- What the exercise asks:
Quote the micropump paper summary word for word, starting with "This paper presents" and going on through "model with experiments.".
>> Begin Page extract
# Modelling and characterization of a pneumatically actuated peristaltic   micropump

**Authors:** T.N. Gerasimenko, O.V. Kindeeva, V.A. Petrov, A.I. Khaustov, E.V., Trushkin

arXiv: 1701.02365 · 2017-09-26

## TL;DR

This paper presents a combined theoretical and experimental study of a pneumatically actuated peristaltic micropump, modeling its flow rate based on physical parameters and validating the model with experiments.

## Contribution

It introduces a novel mathematical model for the micropump that accounts for membrane viscoelasticity and channel resistance, validated through experiments.
>> End Page extract
>> Begin Record set
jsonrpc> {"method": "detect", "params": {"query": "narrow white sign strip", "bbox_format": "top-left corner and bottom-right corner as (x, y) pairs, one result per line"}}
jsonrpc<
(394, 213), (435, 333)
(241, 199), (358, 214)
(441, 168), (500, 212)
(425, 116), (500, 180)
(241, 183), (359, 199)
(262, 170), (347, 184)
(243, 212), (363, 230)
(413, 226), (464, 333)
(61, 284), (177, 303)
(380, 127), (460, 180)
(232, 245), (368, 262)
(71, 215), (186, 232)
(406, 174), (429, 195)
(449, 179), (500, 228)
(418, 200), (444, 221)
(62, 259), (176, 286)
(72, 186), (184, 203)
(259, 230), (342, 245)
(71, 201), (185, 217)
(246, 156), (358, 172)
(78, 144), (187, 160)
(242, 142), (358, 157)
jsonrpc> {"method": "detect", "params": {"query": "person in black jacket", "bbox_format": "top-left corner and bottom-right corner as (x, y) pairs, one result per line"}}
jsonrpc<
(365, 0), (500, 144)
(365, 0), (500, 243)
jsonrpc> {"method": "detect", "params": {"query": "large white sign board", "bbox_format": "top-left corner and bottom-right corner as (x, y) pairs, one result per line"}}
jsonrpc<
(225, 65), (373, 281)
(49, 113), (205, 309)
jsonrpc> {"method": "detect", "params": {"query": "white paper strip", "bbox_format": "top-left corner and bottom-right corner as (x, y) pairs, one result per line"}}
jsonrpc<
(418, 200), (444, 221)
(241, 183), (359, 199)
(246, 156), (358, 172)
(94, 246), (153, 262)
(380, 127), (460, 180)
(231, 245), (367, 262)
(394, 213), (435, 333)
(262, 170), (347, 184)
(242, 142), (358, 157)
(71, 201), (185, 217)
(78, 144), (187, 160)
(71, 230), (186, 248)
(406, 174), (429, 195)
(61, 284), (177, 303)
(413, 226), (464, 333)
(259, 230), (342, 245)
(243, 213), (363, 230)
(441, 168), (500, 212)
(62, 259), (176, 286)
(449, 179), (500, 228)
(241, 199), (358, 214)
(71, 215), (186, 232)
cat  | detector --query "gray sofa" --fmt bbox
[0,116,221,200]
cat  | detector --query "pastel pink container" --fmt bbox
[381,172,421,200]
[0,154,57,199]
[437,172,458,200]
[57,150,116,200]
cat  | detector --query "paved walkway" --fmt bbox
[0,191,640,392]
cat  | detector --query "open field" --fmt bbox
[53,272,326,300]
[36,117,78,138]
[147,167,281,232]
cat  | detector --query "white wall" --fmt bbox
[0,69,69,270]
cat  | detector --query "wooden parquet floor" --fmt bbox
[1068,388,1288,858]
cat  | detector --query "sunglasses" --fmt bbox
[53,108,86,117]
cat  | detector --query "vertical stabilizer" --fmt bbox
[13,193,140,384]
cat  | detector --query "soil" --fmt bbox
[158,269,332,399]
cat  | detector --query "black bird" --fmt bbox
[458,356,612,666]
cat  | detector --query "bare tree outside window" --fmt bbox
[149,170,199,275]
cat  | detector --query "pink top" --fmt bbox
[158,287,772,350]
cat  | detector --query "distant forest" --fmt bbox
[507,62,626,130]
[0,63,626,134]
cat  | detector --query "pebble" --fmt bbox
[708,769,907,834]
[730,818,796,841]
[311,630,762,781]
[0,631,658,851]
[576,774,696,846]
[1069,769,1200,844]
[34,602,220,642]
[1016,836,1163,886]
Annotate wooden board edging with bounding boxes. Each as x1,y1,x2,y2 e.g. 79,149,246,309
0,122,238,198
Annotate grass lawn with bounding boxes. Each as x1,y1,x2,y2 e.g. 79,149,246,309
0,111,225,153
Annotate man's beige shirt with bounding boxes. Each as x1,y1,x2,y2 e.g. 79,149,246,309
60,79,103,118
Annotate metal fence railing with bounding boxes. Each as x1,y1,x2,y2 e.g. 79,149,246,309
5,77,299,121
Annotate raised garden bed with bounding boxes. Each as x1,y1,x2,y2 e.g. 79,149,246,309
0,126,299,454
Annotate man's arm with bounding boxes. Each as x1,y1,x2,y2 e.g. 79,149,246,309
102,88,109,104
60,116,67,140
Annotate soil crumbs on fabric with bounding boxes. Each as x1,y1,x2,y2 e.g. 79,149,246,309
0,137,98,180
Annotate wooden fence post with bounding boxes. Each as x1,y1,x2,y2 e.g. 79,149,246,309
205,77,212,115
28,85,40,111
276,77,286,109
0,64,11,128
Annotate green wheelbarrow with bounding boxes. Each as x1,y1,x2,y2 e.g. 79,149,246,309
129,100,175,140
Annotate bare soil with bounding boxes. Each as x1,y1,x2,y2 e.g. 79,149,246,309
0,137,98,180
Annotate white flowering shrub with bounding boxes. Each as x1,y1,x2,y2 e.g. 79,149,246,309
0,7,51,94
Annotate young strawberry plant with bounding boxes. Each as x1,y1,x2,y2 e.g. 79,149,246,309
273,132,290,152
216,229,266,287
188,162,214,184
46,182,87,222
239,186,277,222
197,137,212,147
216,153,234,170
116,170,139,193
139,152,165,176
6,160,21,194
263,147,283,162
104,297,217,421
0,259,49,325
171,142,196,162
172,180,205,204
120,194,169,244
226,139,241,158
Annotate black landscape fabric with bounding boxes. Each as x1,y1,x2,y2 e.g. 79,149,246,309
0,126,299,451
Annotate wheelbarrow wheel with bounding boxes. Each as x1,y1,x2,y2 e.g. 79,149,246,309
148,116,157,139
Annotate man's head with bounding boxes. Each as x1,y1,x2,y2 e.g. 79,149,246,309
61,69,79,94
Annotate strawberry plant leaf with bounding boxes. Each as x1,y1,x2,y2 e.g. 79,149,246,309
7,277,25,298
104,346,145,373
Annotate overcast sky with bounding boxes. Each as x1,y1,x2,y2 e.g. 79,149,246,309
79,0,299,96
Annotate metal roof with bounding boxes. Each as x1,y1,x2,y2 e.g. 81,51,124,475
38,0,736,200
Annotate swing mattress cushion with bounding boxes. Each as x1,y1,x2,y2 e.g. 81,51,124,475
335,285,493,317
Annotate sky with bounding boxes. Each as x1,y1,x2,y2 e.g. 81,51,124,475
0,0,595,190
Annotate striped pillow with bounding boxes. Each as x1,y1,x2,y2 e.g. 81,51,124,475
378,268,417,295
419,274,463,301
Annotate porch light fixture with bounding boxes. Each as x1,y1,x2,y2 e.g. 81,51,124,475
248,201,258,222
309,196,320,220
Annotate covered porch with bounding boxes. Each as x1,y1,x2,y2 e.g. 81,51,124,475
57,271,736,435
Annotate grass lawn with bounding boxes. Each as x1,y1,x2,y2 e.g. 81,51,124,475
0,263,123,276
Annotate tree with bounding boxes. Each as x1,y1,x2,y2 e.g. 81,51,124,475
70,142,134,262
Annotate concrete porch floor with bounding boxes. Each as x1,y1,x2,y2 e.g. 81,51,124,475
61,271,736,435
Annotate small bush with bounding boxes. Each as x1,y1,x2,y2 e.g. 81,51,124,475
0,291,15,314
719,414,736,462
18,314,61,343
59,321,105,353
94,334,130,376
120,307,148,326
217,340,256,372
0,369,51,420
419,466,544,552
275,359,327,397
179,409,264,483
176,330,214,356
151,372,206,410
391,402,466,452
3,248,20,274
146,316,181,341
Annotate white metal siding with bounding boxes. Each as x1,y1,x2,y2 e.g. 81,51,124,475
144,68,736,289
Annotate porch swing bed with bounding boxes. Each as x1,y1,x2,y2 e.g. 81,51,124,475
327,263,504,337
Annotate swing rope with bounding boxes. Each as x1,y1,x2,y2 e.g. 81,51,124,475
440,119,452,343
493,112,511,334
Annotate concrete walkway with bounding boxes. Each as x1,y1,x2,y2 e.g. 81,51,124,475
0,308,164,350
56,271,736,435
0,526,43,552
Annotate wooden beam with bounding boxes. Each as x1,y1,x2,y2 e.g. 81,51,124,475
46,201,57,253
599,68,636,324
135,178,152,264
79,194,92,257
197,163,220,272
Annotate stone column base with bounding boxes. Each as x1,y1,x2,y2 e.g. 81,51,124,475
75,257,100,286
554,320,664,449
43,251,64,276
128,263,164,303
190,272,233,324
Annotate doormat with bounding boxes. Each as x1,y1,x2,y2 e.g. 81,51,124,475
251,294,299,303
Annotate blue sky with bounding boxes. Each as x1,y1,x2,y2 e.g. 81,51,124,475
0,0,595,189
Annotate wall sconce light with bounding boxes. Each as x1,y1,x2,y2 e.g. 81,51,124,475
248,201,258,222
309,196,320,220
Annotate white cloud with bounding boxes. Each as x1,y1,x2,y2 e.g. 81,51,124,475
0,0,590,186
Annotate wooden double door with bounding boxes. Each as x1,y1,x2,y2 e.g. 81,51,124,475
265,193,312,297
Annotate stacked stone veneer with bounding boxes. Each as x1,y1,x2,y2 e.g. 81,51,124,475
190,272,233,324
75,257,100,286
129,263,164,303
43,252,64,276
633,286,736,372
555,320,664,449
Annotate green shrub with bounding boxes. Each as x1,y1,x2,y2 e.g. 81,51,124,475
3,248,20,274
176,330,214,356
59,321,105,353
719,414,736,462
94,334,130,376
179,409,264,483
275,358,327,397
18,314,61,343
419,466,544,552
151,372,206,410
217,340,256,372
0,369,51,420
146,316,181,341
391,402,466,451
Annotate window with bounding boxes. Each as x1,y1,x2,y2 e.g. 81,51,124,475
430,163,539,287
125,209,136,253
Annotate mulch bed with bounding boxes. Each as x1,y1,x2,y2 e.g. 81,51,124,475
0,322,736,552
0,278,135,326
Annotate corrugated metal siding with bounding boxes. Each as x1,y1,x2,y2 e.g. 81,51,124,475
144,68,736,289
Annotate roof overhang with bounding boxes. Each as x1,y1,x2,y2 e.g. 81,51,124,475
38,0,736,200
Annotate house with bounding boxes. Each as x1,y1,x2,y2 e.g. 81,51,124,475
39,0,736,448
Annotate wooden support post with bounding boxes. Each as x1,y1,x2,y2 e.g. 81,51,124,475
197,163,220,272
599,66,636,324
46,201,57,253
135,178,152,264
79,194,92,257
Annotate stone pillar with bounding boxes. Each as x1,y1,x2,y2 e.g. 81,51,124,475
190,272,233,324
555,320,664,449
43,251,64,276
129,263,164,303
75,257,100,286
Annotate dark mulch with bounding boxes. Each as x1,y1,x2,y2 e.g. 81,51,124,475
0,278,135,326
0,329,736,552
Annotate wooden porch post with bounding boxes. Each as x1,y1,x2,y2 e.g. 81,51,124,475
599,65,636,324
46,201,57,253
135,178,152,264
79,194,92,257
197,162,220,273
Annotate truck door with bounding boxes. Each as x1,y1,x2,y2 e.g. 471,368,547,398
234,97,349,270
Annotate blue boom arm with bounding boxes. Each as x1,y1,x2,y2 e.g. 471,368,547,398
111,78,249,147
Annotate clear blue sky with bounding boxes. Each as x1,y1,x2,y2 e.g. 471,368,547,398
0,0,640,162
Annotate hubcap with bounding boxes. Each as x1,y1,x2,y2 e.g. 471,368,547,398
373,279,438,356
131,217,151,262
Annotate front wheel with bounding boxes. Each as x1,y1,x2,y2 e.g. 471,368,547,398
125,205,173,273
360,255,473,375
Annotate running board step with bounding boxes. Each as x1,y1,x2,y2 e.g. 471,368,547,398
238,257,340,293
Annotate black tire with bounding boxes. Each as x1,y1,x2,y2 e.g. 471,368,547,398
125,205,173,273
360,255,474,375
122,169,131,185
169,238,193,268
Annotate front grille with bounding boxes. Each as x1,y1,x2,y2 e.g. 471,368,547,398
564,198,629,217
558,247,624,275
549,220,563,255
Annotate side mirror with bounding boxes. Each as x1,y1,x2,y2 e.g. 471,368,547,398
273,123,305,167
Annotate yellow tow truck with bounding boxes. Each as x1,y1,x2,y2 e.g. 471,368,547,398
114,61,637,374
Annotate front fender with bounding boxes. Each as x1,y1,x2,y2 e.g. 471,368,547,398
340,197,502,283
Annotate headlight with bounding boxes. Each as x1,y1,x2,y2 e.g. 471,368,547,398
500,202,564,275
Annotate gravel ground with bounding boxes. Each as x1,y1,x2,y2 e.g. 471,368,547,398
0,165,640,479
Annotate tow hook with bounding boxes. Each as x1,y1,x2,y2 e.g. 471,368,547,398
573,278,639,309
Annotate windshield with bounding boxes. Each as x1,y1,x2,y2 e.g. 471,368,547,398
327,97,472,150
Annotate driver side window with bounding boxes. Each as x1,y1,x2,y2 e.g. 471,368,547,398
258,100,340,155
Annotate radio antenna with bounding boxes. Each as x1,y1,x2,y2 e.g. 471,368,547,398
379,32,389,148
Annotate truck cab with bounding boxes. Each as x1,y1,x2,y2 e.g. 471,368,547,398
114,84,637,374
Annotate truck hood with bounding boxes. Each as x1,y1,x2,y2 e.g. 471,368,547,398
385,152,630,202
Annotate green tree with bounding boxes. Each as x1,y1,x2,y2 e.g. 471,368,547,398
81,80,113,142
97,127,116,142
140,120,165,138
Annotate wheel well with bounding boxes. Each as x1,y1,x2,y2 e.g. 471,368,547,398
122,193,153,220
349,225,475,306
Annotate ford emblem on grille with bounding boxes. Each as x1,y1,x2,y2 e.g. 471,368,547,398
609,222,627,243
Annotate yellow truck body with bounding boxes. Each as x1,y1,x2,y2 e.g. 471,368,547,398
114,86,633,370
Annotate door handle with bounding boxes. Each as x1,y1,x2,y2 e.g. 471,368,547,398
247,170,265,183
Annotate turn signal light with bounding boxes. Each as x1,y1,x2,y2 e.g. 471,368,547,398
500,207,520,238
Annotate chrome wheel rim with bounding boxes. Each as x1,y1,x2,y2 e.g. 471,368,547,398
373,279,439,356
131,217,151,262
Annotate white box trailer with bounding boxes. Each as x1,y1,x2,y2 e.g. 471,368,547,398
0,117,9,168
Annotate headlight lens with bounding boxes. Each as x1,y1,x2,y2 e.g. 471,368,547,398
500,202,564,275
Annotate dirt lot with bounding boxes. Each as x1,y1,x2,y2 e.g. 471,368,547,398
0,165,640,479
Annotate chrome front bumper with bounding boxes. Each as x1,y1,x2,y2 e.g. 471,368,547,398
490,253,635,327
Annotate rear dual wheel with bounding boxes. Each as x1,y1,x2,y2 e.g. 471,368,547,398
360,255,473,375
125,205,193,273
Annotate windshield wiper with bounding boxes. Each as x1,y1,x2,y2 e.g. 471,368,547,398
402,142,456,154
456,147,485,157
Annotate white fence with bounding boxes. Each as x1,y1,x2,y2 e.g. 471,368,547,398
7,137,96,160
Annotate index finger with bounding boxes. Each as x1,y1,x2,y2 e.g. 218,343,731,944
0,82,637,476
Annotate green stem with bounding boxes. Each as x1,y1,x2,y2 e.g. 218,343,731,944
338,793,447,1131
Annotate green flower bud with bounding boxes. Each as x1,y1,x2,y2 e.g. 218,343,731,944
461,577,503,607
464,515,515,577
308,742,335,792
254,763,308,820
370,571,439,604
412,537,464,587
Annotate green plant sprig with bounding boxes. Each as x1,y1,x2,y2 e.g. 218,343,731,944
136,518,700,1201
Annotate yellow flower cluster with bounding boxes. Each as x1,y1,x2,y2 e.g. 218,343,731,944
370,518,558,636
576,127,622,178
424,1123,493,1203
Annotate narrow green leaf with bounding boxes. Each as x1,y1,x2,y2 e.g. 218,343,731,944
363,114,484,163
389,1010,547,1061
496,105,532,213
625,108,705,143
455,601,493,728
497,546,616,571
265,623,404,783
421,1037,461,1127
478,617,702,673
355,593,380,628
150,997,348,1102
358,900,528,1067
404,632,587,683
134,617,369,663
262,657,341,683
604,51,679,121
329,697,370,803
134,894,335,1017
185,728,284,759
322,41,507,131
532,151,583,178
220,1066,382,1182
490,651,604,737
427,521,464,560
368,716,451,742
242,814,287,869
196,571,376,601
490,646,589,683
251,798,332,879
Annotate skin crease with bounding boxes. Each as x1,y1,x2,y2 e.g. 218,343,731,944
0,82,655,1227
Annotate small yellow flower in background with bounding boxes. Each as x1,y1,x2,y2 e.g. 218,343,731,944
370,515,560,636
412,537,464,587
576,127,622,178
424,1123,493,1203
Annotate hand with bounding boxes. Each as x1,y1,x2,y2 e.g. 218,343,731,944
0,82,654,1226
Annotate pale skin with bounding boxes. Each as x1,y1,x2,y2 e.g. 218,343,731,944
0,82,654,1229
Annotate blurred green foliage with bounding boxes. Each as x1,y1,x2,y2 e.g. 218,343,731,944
>> End Record set
- Response to this exercise:
This paper presents a combined theoretical and experimental study of a pneumatically actuated peristaltic micropump, modeling its flow rate based on physical parameters and validating the model with experiments.